>> Begin Passage to read
It’s great that there’s a national month encouraging folks to write a novel. I just don’t want new writers to bang their head against the wall and feel like a failure if it doesn’t happen. You’re not a failure. The math is stacked against you for NaNoWriMo.
So here is what I would say to that friend wrestling with word counts and freaking out, or to anyone considering doing NaNoWriMo next year.
1) Spend all of October training for this literary marathon
For writers, a novel is like running a marathon. You don’t pop up off the couch on Nov. 1 and bust out 26.1 miles. You’ve got to train and build up to it.
Ignore the veteran pantsers and their crazy “I never outline” ways. Anybody writing a novel for the first time on Nov. 1 should spend October doing this:
- Read SAVE THE CAT by Blake Snyder and STORY by Robert McKee
- Figure out what primal story, per Blake the Snyder, you’re going to write—that’s your genre
- Watch movies (hey, this homework stuff is tough) or read your favorite books in that genre, and see how those movies and books do setups and payoffs, reversals and revelations
- Map out a three-act story, using Blake’s spiffy Beat Sheet, and if you want to get technical, he breaks Act 2 in half, so you’re really looking at four Acts
- Figure out your story on that one-page Beat Sheet, and do whatever research you need for the Writing of Many Words
2) The goal is actually more than 50,000 words
You might say, “Hey, mister, fifty thousand words is a lot to write in a month. Don’t make this any harder.”
Sure, 50k is a lot. We’re talking about 1,667 words per day, every day. Except 50k is a novella, not a novel.
It’s more like half a novel.
Google it. Go on, I’ll wait.
Okay, not really. I’m over there, watching funny cat videos.
So: Literary agents, publishers and book peoples have all these standards for word counts when it comes to novels of different genres, and if you’re going to run a literary marathon, let’s make sure you hit 26.1 miles, not 14 miles and call it a marathon.
Chuck Sambuchino is an editor, author and expert on what agents and publishers want in different genres. Here’s a TL;DR version of his post about word counts for novels: “Between 80,000 and 89,999 words is a good range you should be aiming for. This is a 100% safe range for literary, mainstream, women’s, romance, mystery, suspense, thriller and horror. Anything in this word count won’t scare off any agent anywhere.”
Therefore: you’re really shooting for 80 to 90k. Which leads us to Number 3.
3) Make it NaNoDecemberO to stay sane and married
Trying to hit 50k in 30 days is hard. The math, it doesn’t add up.
I know full-time authors who write one book per year. Maybe two. If they wrote 50,000 words a month, they’d be cranking out six to ten books per year.
Which doesn’t happen.
>> End Passage to read
● Directive 1
Report every line of the rows below that contains the string "Query".
>> Begin Record set
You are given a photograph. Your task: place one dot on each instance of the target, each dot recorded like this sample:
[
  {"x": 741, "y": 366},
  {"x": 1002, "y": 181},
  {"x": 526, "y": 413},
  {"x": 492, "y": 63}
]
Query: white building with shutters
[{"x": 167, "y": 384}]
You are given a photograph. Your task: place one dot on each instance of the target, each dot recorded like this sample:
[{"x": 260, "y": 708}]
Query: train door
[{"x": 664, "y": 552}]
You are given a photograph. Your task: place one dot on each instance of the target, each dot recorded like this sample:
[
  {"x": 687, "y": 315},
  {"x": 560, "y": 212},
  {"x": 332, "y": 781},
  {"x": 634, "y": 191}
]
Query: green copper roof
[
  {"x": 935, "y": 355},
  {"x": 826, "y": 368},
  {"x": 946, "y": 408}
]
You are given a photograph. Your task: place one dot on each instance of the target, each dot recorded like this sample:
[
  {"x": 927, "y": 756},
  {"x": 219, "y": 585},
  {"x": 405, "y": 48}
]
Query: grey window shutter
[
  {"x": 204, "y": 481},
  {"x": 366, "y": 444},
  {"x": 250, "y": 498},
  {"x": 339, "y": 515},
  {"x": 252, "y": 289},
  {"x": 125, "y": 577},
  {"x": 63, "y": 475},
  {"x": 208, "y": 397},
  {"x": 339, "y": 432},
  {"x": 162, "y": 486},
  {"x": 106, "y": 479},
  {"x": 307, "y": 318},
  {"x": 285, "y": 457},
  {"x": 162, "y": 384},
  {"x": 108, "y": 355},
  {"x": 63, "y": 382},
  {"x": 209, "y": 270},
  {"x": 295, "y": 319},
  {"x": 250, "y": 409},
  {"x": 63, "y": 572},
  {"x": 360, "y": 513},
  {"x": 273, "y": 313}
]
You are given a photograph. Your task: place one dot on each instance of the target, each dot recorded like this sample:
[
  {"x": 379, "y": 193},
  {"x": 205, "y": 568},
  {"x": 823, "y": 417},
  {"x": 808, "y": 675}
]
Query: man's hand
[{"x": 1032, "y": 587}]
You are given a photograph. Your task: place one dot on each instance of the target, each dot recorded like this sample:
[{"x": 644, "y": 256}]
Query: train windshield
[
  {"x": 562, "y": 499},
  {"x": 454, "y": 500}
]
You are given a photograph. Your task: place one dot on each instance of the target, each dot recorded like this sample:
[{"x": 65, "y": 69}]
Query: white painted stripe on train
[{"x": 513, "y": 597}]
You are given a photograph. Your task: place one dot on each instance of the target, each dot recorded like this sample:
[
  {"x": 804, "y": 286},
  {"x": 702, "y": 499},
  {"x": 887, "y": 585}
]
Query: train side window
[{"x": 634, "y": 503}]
>> End Record set
● Directive 2
List each genre that the NaNoWriMo advice above says is in a safe range at 80,000 to 89,999 words.

● Expected answer 1
Query: white building with shutters
Query: train door
Query: green copper roof
Query: grey window shutter
Query: man's hand
Query: train windshield
Query: white painted stripe on train
Query: train side window

● Expected answer 2
literary, mainstream, women's, romance, mystery, suspense, thriller, horror